▶ PASSAGE PROVIDED

Begin

Armenian historian and orientalist (1948–2017)

Pavel Ashoti Chobanyan (Պավել Աշոտի Չոբանյան, 15 March 1948 – 19 May 2017) was an Armenian historian.

==Biography==
Pavel Chobanyan was born in the city of Khanlar (today called Goygol) in the Goygol District of the Azerbaijan SSR on March 15, 1948. His ancestors came from the village of Zaylik (Pip) in Dashkasan District. In 1973, he graduated with honors from the Department of Archeology, Ethnography and Source Studies of Yerevan State University.

From 1974 to 1976, Chobanyan undertook his PhD studies in Caucasian and Georgian Studies at the Institute of Oriental Studies of the National Academy of Sciences conducting his research at the Korneli Kekelidze Georgian National Center of Manuscripts under the supervision of the renowned Georgian studies specialist Yelena Metreveli, the head of the above-mentioned institute. In 1982, he successfully defended his dissertation titled “Armenians in the Middle East according to Georgian itineraries” and received the degree of Candidate of Sciences. In 2006, he defended his doctoral dissertation titled “Armenian-Russian-Georgian relationships in the second half of the 18th century”.

Chobanyan began his academic activity at the Institute of Oriental Studies of the Armenian National Academy of Sciences and due to his hard work he managed to become a Deputy Director of the Institute. From 1977 to 1985, he was a junior researcher of the Department of “Caucasian Byzantine Studies” and from 1995 to 1996 he was the Head of the Division “Christian Orient” at the same institute. From 1985 to 1995, he also worked at the Institute of History of NAS RA as a senior researcher. From 2002 to 2013, he was the scientific Deputy Director at the Institute of Oriental Studies of NAS RA. From 2013, till his last days Professor Chobanyan chaired Department of “Eastern Sources and Historiography” at the Institute of Oriental Studies of NAS RA.

End

▶ DATA SECTION
Begin

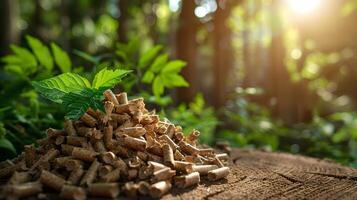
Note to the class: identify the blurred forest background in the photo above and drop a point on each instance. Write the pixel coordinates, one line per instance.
(271, 74)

End

▶ WRITTEN TASK
Go on with the biography of Pavel Chobanyan from where it stops. The material has no connection to the text.

▶ OUTPUT BELOW
He has been a member of several scientific and editorial boards for many years. From 1999 to 2003 he had been a deputy editor of Patma-Banasirakan Handes (Historical-Philological Journal). In those years under the consistent supervision of Academician Mkrtich Nersisyan, his goal-oriented and hard-working qualities contributed to the prosperity of Patma-Banasirakan Handes, which was very important in Armenian studies, as well as to the process of discovery and publication of ratifications of the Armenian-Russian relations.

From 2013, Pavel Chobanyan served as the editor-in-chief of the international scientific editorial board Journal of Armenian Studies. and edited eleven issues of the journal.

From 2007, as a Senior Analytical Scientist his knowledge was used at the National Defense Research University of the Ministry of Defense of Armenia. Pavel Chobanyan worked in different fields of Social Sciences. He was equally interested in Armenia’s political relations with Russia and countries in the Middle East, Armenian communities and their spiritual-cultural life, the history and bibliographic heritage of Georgia, the patterns of Armenian public life development, the contribution of Transcaucasian nations in the world history and many other issues that are reflected in his bibliography.

With the emergence of internal and external challenges connected with the newly established Republic of Armenia, there was a greater need for impartial and academically devoted researchers like Pavel Chobanyan. In 1991, he took part in the important socio-political processes of Post-Soviet era. He was included in the Pardon Committee under the RA President.

Chobanyan was also a member of the “Historian Association of Armenia” NGO.

==Academic activity==

Chobanyan was the author of more than 150 academic publications, editor of about 20 academic articles. His academic researches were dedicated to the study of Armenian history, Armenian-Georgian and Armenian-Russian relations, Georgian travel notes.

Chobanyan translated and published A. Shanidze’s “Grammar of the ancient Georgian language” (jointly with H. Margaryan), which was very important step in the further development of Georgian studies in Armenia.

After collecting large number of sources from the archives and libraries of Tbilisi and Moscow, in 1981 he published his research titled “Georgian travel notes and their information about Armenians”. In 1990, the collection of documents titled “Armenian-Russian relationships in the second half of the 18th century (from 1760 to 1800)” was published, which was prepared with the participation of P. Chobanyan.

In 1999, Makar Barkhudaryan’s topographical works named “Artsakh” were republished with the introduction of P. Chobanyan.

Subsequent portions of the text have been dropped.